## Working data:
=-=-=-=-=
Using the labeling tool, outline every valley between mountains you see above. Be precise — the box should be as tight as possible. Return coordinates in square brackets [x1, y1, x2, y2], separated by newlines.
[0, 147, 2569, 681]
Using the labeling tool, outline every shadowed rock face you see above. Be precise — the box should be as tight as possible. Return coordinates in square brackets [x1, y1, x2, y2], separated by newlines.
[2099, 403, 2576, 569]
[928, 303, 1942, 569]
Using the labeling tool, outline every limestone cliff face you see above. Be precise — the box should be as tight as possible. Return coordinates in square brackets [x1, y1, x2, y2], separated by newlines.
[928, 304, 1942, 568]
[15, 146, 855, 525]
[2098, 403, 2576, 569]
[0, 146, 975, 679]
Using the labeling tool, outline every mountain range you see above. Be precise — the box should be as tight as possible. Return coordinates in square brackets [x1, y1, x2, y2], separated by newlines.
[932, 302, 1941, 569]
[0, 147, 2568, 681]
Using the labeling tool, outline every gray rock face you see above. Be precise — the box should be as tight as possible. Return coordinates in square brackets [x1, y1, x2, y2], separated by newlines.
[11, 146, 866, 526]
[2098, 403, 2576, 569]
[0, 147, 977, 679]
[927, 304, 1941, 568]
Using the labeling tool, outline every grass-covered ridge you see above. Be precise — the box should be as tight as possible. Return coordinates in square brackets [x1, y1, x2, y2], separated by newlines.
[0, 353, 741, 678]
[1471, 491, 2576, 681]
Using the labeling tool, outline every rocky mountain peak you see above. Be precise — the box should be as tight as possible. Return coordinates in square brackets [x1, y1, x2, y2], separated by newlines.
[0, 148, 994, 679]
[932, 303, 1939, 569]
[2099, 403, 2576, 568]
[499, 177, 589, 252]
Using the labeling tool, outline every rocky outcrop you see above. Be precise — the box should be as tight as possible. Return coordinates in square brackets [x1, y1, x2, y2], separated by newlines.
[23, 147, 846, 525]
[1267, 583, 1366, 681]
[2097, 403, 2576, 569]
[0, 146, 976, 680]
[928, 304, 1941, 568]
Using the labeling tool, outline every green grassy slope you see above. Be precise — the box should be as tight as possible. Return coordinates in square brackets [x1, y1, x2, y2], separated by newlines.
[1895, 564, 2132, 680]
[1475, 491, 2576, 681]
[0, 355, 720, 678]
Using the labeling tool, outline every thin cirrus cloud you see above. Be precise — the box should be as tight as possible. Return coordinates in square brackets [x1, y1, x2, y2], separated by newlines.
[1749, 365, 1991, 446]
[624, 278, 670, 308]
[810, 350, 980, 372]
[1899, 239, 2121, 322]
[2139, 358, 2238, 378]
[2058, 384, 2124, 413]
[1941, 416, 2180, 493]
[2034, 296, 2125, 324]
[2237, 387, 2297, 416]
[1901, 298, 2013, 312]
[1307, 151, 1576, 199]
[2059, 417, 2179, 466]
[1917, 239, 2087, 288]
=-=-=-=-=
## Directions for this task:
Write out the full listing exactly as given.

## Expected answer:
Using the labeling tool, outline every valley between mountains you see above. Be precise — the box should be as tight as possible. Return coordinates in square brackets [x1, y1, x2, y2], separated by newlines.
[0, 147, 2569, 681]
Using the labeling tool, outline every shadowed rock face you see above. Be precise — the box should be as tight as possible. Return coordinates in square brackets [x1, y1, x2, y2], separated by newlines.
[2099, 403, 2576, 569]
[928, 303, 1942, 569]
Using the labeling tool, outline every limestone cliff face you see above. Be precise — the box should be as tight as possible. Return coordinates in square brackets [x1, y1, x2, y2], separated by newlines.
[928, 304, 1942, 568]
[15, 146, 855, 525]
[2098, 403, 2576, 569]
[0, 146, 975, 679]
Using the labeling tool, outline every mountain range you see above. Be precise — the box should be as tight as possible. Return coordinates in square brackets [x1, y1, x2, y2], separated by newlines.
[932, 302, 1941, 569]
[0, 147, 2568, 681]
Using the labeling tool, outline every gray rock face you see above. Be precise — the box should be as tight as possible. Return coordinates in square brackets [x1, y1, x2, y2], separated by newlines.
[11, 146, 866, 526]
[2098, 403, 2576, 569]
[0, 147, 977, 679]
[927, 304, 1941, 568]
Using the labeling tool, outline every grass-covered ridge you see above. Be precise — the box should be as tight as possible. Return coordinates in square brackets [x1, y1, x2, y2], separated by newlines.
[0, 353, 741, 678]
[1471, 491, 2576, 681]
Using the labeling tool, outline every rocky mountain peak you see above. Be precise — the box should be as tight as possible. Return coordinates in square brackets [x1, y1, x2, y2], separated by newlines.
[0, 148, 994, 679]
[932, 303, 1939, 569]
[2099, 403, 2576, 568]
[499, 177, 589, 252]
Using the labeling tool, outline every rocky outcrop you see above. Be precise — the box should be as tight as possible. Return coordinates in square brackets [x1, y1, x2, y2], separated by newlines.
[23, 147, 846, 525]
[1267, 583, 1366, 681]
[2097, 403, 2576, 569]
[0, 146, 976, 680]
[928, 304, 1941, 568]
Using the labeling tool, outline every green grassy slope you see above. Be precise — the box should be as tight as possible. Return coordinates in square brackets [x1, y1, x2, y2], separated by newlines.
[1895, 564, 2132, 680]
[1475, 491, 2576, 681]
[0, 355, 720, 678]
Using the labeling tool, outline every thin cirrus cloud you see above. Be precise — the box should be as tight as possible. Return coordinates in square brackets [x1, y1, x2, y2], separated by newlines.
[1749, 365, 1991, 446]
[624, 278, 670, 308]
[810, 350, 980, 372]
[1899, 239, 2121, 322]
[2139, 358, 2238, 378]
[2058, 384, 2124, 413]
[1941, 416, 2180, 493]
[2034, 296, 2125, 324]
[2237, 387, 2297, 416]
[1901, 298, 2013, 312]
[1307, 151, 1576, 199]
[2059, 417, 2179, 466]
[1917, 239, 2087, 288]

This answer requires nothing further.